• _WHAT YOU ARE ASKED TO DO_
All of the listing should be output exactly, apart from the pictures.

>>>>>

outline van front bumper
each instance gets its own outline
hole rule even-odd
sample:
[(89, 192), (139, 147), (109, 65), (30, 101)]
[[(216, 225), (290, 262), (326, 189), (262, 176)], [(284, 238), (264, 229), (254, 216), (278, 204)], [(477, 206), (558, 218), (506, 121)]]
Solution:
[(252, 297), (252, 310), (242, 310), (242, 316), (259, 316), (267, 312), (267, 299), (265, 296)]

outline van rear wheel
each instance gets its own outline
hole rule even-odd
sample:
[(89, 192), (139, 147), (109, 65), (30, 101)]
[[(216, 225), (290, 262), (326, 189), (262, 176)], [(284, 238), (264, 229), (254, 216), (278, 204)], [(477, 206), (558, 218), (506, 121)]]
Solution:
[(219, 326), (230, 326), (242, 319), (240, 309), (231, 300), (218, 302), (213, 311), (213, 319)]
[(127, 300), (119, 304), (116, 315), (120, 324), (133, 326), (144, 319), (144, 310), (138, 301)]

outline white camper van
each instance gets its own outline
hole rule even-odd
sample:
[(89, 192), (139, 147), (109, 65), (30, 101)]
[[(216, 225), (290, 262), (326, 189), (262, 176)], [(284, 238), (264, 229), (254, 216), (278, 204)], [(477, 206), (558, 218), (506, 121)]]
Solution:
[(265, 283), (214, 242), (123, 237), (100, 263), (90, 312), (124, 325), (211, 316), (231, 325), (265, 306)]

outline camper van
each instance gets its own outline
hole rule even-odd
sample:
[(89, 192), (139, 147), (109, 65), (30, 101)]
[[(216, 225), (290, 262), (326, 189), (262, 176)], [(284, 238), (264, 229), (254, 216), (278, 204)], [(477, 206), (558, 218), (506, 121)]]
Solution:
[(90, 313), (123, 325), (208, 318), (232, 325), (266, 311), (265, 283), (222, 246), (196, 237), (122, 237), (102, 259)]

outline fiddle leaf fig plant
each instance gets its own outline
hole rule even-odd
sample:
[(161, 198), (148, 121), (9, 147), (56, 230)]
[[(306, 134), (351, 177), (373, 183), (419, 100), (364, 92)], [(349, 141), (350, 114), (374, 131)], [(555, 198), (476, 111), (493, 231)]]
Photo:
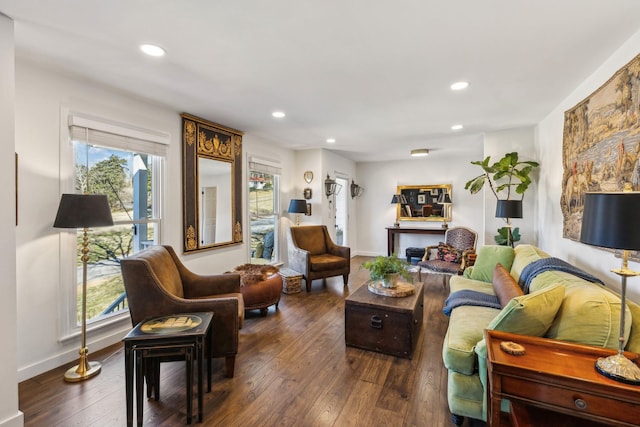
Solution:
[(503, 158), (493, 164), (490, 162), (491, 156), (487, 156), (482, 161), (471, 162), (473, 165), (480, 166), (483, 173), (469, 180), (464, 186), (465, 190), (476, 194), (482, 190), (485, 183), (488, 183), (496, 200), (500, 200), (498, 195), (501, 192), (506, 192), (504, 200), (511, 200), (512, 189), (521, 195), (520, 200), (522, 200), (525, 191), (531, 184), (531, 171), (540, 166), (538, 162), (518, 161), (518, 153), (515, 151), (505, 154)]

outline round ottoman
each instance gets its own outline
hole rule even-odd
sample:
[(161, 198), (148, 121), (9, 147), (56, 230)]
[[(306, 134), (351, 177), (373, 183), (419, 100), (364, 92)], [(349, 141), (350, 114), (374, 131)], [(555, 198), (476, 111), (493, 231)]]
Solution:
[(234, 273), (240, 274), (240, 292), (245, 310), (260, 310), (267, 315), (269, 306), (278, 309), (282, 295), (282, 277), (272, 266), (242, 265)]

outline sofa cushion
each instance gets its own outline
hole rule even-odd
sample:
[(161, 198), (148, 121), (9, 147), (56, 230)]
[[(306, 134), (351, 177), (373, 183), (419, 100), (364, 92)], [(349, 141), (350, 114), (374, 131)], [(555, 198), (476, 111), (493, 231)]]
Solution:
[(447, 369), (473, 375), (477, 368), (475, 346), (498, 313), (500, 310), (495, 308), (472, 305), (456, 307), (451, 312), (442, 346), (442, 359)]
[(486, 245), (478, 249), (476, 262), (473, 264), (470, 278), (490, 283), (496, 264), (504, 265), (507, 270), (513, 263), (513, 248), (511, 246)]
[(438, 244), (436, 259), (439, 259), (440, 261), (454, 262), (459, 264), (462, 259), (462, 251), (454, 248), (451, 245), (440, 242)]
[[(618, 348), (620, 298), (600, 285), (581, 282), (565, 285), (565, 296), (547, 338), (596, 347)], [(625, 339), (631, 330), (631, 312), (625, 310)]]
[(502, 308), (509, 304), (509, 301), (513, 298), (524, 295), (524, 292), (522, 292), (522, 289), (518, 286), (518, 282), (511, 277), (509, 270), (504, 268), (502, 264), (496, 264), (493, 269), (493, 280), (491, 284)]
[(541, 337), (553, 323), (563, 297), (564, 287), (554, 285), (513, 298), (487, 329)]
[(516, 282), (520, 280), (520, 274), (528, 264), (542, 258), (549, 258), (549, 254), (533, 245), (518, 245), (513, 250), (513, 253), (515, 256), (511, 265), (511, 276)]
[(301, 249), (309, 251), (311, 255), (320, 255), (327, 252), (322, 227), (311, 225), (291, 227), (291, 232), (295, 235), (296, 245)]

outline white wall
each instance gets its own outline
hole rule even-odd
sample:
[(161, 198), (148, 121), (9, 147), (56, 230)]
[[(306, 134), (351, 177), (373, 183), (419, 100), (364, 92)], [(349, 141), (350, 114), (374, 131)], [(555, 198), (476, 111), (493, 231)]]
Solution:
[[(554, 256), (576, 264), (580, 268), (597, 275), (612, 288), (619, 290), (620, 281), (611, 268), (620, 267), (620, 259), (610, 252), (595, 249), (589, 245), (562, 237), (562, 212), (560, 196), (562, 190), (562, 132), (564, 112), (588, 97), (602, 86), (616, 71), (627, 64), (639, 52), (640, 32), (632, 36), (597, 70), (589, 75), (567, 98), (565, 98), (537, 127), (535, 146), (542, 165), (538, 183), (538, 244)], [(635, 219), (630, 218), (630, 221)], [(640, 265), (630, 263), (629, 267), (639, 270)], [(629, 297), (640, 301), (640, 281), (629, 280)]]
[[(362, 197), (356, 199), (358, 240), (352, 253), (359, 255), (386, 255), (387, 230), (396, 218), (396, 206), (391, 198), (398, 185), (451, 184), (452, 219), (451, 227), (465, 226), (478, 231), (482, 237), (483, 198), (471, 195), (464, 189), (465, 183), (478, 175), (477, 166), (472, 161), (483, 157), (483, 139), (475, 137), (466, 149), (432, 151), (428, 157), (410, 158), (392, 162), (369, 162), (357, 164), (358, 183), (365, 187)], [(440, 228), (440, 222), (401, 222), (401, 227)], [(396, 252), (404, 256), (406, 247), (425, 246), (442, 240), (443, 236), (408, 235), (400, 236)], [(482, 241), (478, 242), (479, 245)]]
[(0, 14), (0, 331), (2, 356), (0, 358), (0, 426), (18, 427), (24, 423), (18, 410), (17, 308), (16, 308), (16, 205), (14, 161), (14, 101), (15, 63), (13, 21)]

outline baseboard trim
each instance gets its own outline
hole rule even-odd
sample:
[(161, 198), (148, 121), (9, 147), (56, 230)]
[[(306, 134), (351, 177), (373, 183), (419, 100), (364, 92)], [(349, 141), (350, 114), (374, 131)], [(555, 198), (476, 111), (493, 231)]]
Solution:
[(0, 421), (0, 427), (22, 427), (24, 426), (24, 414), (22, 411), (16, 412), (13, 416)]

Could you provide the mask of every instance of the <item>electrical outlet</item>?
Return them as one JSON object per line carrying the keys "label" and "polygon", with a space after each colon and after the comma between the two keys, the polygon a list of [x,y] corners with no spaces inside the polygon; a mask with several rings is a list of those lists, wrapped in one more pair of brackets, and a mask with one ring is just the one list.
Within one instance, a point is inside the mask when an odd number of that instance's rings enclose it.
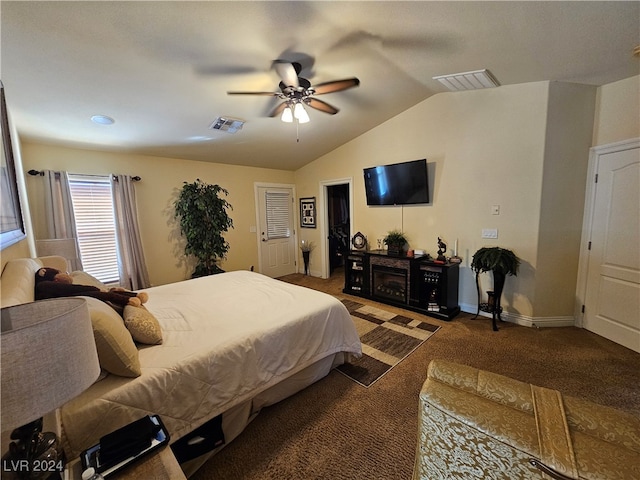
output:
{"label": "electrical outlet", "polygon": [[498,229],[497,228],[483,228],[482,229],[482,238],[498,238]]}
{"label": "electrical outlet", "polygon": [[500,205],[491,205],[491,215],[500,215]]}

<<<<<

• _EXPECTED ANSWER_
outline van front bumper
each instance gets its own outline
hole rule even-odd
sample:
[(89, 192), (139, 147), (109, 65), (30, 101)]
[[(216, 225), (290, 262), (326, 189), (262, 176)], [(284, 238), (264, 229), (254, 216), (278, 204)], [(477, 206), (558, 218), (506, 121)]]
Solution:
[(252, 297), (252, 310), (242, 310), (242, 316), (259, 316), (267, 312), (267, 299), (265, 296)]

outline van rear wheel
each instance gets its own outline
hole rule even-odd
sample:
[(89, 192), (139, 147), (109, 65), (30, 101)]
[[(216, 225), (290, 262), (326, 189), (262, 176)], [(284, 238), (264, 229), (254, 216), (278, 204)], [(477, 206), (558, 218), (506, 121)]]
Solution:
[(219, 326), (230, 326), (242, 319), (240, 309), (231, 300), (218, 302), (213, 311), (213, 319)]
[(127, 300), (119, 304), (116, 315), (120, 324), (133, 326), (144, 319), (144, 310), (138, 301)]

outline white camper van
each instance gets its own outline
hole rule even-odd
sample:
[(89, 192), (139, 147), (109, 65), (30, 101)]
[[(216, 225), (290, 262), (326, 189), (262, 176)], [(284, 238), (264, 229), (254, 216), (278, 204)], [(477, 206), (558, 218), (506, 121)]]
Solution:
[(265, 283), (214, 242), (123, 237), (100, 263), (90, 312), (124, 325), (211, 316), (231, 325), (265, 306)]

outline camper van
each instance gets its own outline
hole rule even-odd
sample:
[(89, 192), (139, 147), (109, 65), (30, 101)]
[[(216, 225), (290, 262), (326, 189), (262, 176)], [(284, 238), (264, 229), (254, 216), (278, 204)], [(477, 206), (558, 218), (506, 121)]]
Solution:
[(90, 313), (123, 325), (208, 318), (232, 325), (266, 311), (265, 283), (222, 246), (196, 237), (122, 237), (102, 259)]

outline fiddle leaf fig plant
each instance gets its own outline
hole rule even-odd
sample:
[(161, 198), (148, 121), (9, 147), (56, 230)]
[[(306, 134), (351, 177), (373, 183), (419, 100), (364, 92)], [(349, 141), (350, 114), (374, 131)], [(555, 198), (476, 111), (493, 231)]]
Photo:
Solution:
[(503, 158), (493, 164), (490, 162), (491, 156), (487, 156), (482, 161), (471, 162), (473, 165), (480, 166), (483, 173), (469, 180), (464, 186), (465, 190), (476, 194), (482, 190), (485, 183), (488, 183), (496, 200), (500, 200), (498, 195), (501, 192), (506, 192), (504, 200), (511, 200), (512, 189), (521, 195), (520, 200), (522, 200), (525, 191), (531, 184), (531, 171), (540, 166), (538, 162), (518, 161), (518, 153), (515, 151), (505, 154)]

outline round ottoman
each instance gets its own outline
hole rule even-odd
sample:
[(161, 198), (148, 121), (9, 147), (56, 230)]
[[(306, 134), (351, 177), (373, 183), (419, 100), (364, 92)], [(349, 141), (350, 114), (374, 131)], [(555, 198), (476, 111), (493, 231)]]
Solution:
[(234, 273), (240, 274), (240, 292), (245, 310), (260, 310), (267, 315), (269, 306), (278, 309), (282, 295), (282, 277), (272, 266), (242, 265)]

outline sofa cushion
each instance gets its own outline
hole rule even-odd
sample:
[(161, 198), (148, 121), (9, 147), (56, 230)]
[[(306, 134), (351, 177), (373, 183), (419, 100), (364, 92)], [(349, 141), (350, 114), (374, 131)], [(555, 198), (476, 111), (493, 231)]]
Solution:
[(447, 369), (473, 375), (477, 368), (475, 346), (498, 313), (500, 310), (495, 308), (472, 305), (456, 307), (451, 312), (442, 346), (442, 359)]
[(486, 245), (478, 249), (476, 262), (473, 264), (470, 278), (490, 283), (496, 264), (504, 265), (507, 270), (513, 263), (513, 248), (511, 246)]
[(438, 244), (436, 259), (439, 259), (440, 261), (454, 262), (459, 264), (462, 259), (462, 251), (454, 248), (451, 245), (440, 242)]
[[(618, 348), (620, 298), (600, 285), (581, 282), (565, 285), (565, 296), (547, 338), (596, 347)], [(625, 339), (631, 330), (631, 312), (625, 310)]]
[(502, 308), (509, 304), (509, 301), (513, 298), (524, 295), (524, 292), (522, 292), (522, 289), (518, 286), (518, 282), (511, 277), (509, 270), (504, 268), (502, 264), (496, 264), (493, 269), (493, 280), (491, 284)]
[(541, 337), (553, 323), (563, 297), (564, 287), (554, 285), (513, 298), (487, 329)]
[(516, 282), (520, 280), (520, 274), (528, 264), (542, 258), (549, 258), (549, 254), (533, 245), (518, 245), (513, 250), (513, 253), (515, 256), (511, 265), (511, 276)]
[(301, 249), (309, 251), (311, 255), (320, 255), (327, 252), (322, 227), (311, 225), (291, 227), (291, 232), (295, 235), (296, 245)]

outline white wall
each instance gets its own outline
hole rule even-odd
sample:
[(161, 198), (148, 121), (9, 147), (56, 230)]
[[(306, 134), (351, 177), (373, 183), (419, 100), (364, 92)], [(349, 141), (350, 114), (374, 131)], [(555, 198), (476, 111), (493, 231)]]
Solution:
[[(554, 256), (576, 264), (580, 268), (597, 275), (612, 288), (619, 290), (620, 281), (611, 268), (620, 267), (620, 259), (610, 252), (595, 249), (589, 245), (562, 237), (562, 212), (560, 196), (562, 190), (562, 132), (564, 112), (588, 97), (602, 86), (616, 71), (627, 64), (639, 52), (640, 32), (632, 36), (597, 70), (589, 75), (567, 98), (565, 98), (537, 127), (535, 146), (542, 165), (538, 183), (538, 244)], [(635, 219), (630, 218), (630, 221)], [(640, 265), (630, 263), (629, 267), (639, 270)], [(629, 297), (640, 301), (640, 281), (629, 280)]]
[[(362, 197), (356, 199), (358, 240), (352, 253), (359, 255), (386, 255), (387, 230), (396, 218), (396, 206), (391, 198), (398, 185), (451, 184), (452, 219), (451, 227), (465, 226), (478, 231), (482, 237), (483, 198), (471, 195), (464, 189), (465, 183), (478, 175), (477, 166), (472, 161), (483, 157), (483, 139), (475, 137), (466, 149), (432, 151), (428, 157), (410, 158), (392, 162), (369, 162), (357, 164), (358, 183), (365, 187)], [(440, 228), (440, 222), (401, 222), (401, 227)], [(396, 252), (404, 256), (406, 247), (425, 246), (442, 240), (443, 236), (408, 235), (400, 236)], [(482, 241), (478, 242), (479, 245)]]
[(0, 14), (0, 331), (2, 356), (0, 358), (0, 426), (18, 427), (24, 423), (18, 410), (17, 308), (16, 308), (16, 205), (14, 161), (14, 101), (15, 63), (13, 21)]

outline baseboard trim
each instance gets its own outline
hole rule even-odd
sample:
[(161, 198), (148, 121), (9, 147), (56, 230)]
[[(306, 134), (351, 177), (373, 183), (419, 100), (364, 92)], [(349, 141), (350, 114), (374, 131)], [(555, 198), (476, 111), (493, 231)]]
Solution:
[(0, 421), (0, 427), (22, 427), (24, 426), (24, 414), (22, 411), (16, 412), (13, 416)]

Could you provide the mask of every instance of the <item>electrical outlet</item>?
Return them as one JSON object per line carrying the keys "label" and "polygon", with a space after each colon and after the comma between the two keys, the polygon a list of [x,y] corners with no spaces inside the polygon; a mask with several rings is a list of those lists, wrapped in one more pair of brackets, and a mask with one ring is just the one list.
Within one instance, a point is inside the mask when an odd number of that instance's rings enclose it.
output:
{"label": "electrical outlet", "polygon": [[498,229],[497,228],[483,228],[482,229],[482,238],[498,238]]}
{"label": "electrical outlet", "polygon": [[500,205],[491,205],[491,215],[500,215]]}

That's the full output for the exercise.